*** Text provided

A recent unpublished decision from the Minnesota Court of Appeals, In re the Gus A. Chafoulias Revocable Trust (Feb. 23, 2026), raises an important caution: Even asking a court whether a particular action would violate a no-contest clause can itself trigger the clause.
What happened in the Chafoulias case?
In 2005, Gus Chafoulias created a revocable trust, restated in 2015 and amended in 2020. Upon his death in late 2020, the trust became irrevocable and named his son, Andrew, as sole trustee. Both Andrew and his sister, Ann, were residual beneficiaries. The trust included several provisions central to this dispute:
- Trustee removal restrictions. Andrew could remove trustees at any time. Ann could only remove a trustee of her own discretionary trusts — and not if the trustee was Andrew.
- Alternative dispute resolution preference. The trust directed administration “with freedom from judicial intervention” and appointed a “trust advisor” empowered to construe terms, settle disputes and remove trustees other than Andrew.
- The no-contest clause. Article 16 provided that a beneficiary’s interest would be determined as if the beneficiary had predeceased Gus if that beneficiary “seeks to obtain adjudication in any court proceeding that [the trust] or any of its provisions is void, or otherwise seeks to void, nullify, or set aside [the trust] or any of its provisions.”
Ann’s grievances and her petitions
After Gus’s death, Ann grew concerned about Andrew’s management. Andrew’s 2020 accounting disclosed nearly $17 million in unreturned loans he had taken from the trust, his 2021 inventory omitted valuable items, and he gifted trust property to nonbeneficiaries. As trustee of Ann’s discretionary trusts, Andrew made only a single distribution to Ann between 2020 and 2024.
Ann initially filed a petition alleging breach of trustee duties and seeking to remove Andrew. She then filed an amended petition seeking declaratory relief on whether the no-contest clause was valid and whether a removal petition would trigger it. The district court ruled in Andrew’s favor, and the Minnesota Court of Appeals affirmed.
The appellate court’s holdings:
- Asking the court to rule on a no-contest clause’s validity triggers it. The court interpreted the clause to be triggered whenever a beneficiary “presents a question of the validity of a provision to a judicial forum.” Ann’s amended petition — asking whether the no-contest clause was valid — squarely satisfied this condition.

******
*** Items

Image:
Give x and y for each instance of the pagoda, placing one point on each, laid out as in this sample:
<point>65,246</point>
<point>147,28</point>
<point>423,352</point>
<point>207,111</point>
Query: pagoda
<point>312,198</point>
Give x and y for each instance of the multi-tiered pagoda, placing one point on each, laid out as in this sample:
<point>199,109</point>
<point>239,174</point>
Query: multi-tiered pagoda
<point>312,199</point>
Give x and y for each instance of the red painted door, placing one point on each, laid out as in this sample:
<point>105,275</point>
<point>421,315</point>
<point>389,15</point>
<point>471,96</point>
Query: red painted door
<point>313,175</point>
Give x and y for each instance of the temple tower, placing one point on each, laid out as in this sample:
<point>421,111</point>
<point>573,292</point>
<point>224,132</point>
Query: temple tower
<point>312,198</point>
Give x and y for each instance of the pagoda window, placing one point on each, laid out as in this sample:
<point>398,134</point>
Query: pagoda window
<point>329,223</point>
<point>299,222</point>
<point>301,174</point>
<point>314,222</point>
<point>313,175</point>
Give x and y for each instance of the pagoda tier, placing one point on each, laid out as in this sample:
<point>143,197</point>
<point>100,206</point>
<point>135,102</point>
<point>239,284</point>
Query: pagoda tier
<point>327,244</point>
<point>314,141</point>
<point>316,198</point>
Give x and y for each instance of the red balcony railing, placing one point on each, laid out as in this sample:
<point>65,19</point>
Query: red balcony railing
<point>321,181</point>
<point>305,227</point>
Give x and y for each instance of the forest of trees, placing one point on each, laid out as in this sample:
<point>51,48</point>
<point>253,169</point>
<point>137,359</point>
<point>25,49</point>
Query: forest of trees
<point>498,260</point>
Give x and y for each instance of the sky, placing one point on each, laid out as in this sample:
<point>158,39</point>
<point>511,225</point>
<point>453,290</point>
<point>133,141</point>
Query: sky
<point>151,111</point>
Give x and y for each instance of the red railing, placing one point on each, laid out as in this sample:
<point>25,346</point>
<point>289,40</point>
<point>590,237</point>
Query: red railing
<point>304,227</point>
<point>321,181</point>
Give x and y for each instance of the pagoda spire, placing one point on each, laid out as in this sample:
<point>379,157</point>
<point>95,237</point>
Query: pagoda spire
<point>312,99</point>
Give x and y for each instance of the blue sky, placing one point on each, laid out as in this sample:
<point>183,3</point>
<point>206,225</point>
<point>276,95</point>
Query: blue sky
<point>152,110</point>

******
*** Items

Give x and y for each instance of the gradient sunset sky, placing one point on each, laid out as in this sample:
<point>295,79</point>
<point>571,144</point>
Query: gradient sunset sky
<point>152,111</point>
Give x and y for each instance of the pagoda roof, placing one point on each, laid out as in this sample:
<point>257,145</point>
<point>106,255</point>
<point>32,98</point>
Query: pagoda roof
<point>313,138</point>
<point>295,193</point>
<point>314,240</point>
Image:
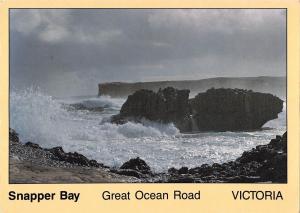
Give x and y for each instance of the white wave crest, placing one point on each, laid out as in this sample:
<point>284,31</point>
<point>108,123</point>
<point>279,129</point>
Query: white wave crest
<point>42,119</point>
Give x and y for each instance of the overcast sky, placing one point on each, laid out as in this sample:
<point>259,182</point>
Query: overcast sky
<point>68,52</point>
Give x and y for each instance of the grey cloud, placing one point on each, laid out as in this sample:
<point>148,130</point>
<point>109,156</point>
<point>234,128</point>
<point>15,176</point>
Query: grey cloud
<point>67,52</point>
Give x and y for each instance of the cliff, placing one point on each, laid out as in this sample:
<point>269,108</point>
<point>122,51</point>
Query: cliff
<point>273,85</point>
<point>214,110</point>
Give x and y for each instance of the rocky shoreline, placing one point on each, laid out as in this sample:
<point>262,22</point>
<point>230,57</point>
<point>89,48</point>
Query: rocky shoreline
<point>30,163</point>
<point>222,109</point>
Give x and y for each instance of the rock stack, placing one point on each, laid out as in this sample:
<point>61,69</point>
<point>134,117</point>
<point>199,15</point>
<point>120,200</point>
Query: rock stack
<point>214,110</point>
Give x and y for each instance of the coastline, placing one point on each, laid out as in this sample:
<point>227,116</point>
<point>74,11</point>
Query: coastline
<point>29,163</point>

******

• [Parts of the exercise]
**A.** In the text about the Chafoulias trust case, how much in unreturned loans from the trust did Andrew's 2020 accounting disclose?
**B.** Carry the text about the Chafoulias trust case forward from its last sentence.

• [Exercise answers]
**A.** Nearly $17 million.

**B.**
- The anti-forfeiture preference does not override grantor intent. Ann argued that Minnesota law disfavors forfeitures, which should lead to a narrower construction. The court acknowledged this principle but held that the “ultimate objective to enforce grantor intent trumps this preference.”
- The probable cause exception does not apply to trusts. Ann urged the court to extend to trusts the “probable cause” exception that applies to no-contest clauses in Minnesota wills. The court rejected this, holding that the exception is a substantive rule — not a “rule of construction” — and does not automatically extend to trusts.
- The second declaratory-relief request also triggered the clause.The court also found that Ann’s request asking whether a removal petition would trigger the clause independently violated it, reading this as “an attempt to circumvent the trust provisions that establish Andrew as trustee.”
Why this decision matters
This decision is significant on several fronts.
- A cautionary precedent, even if nonprecedential. The Chafoulias decision is nonprecedential but significant. The reasoning reflects a trend toward a substance-over-form approach: If the practical effect of a beneficiary’s court filing is to challenge a trust provision, the court may find a violation regardless of how the filing is labeled.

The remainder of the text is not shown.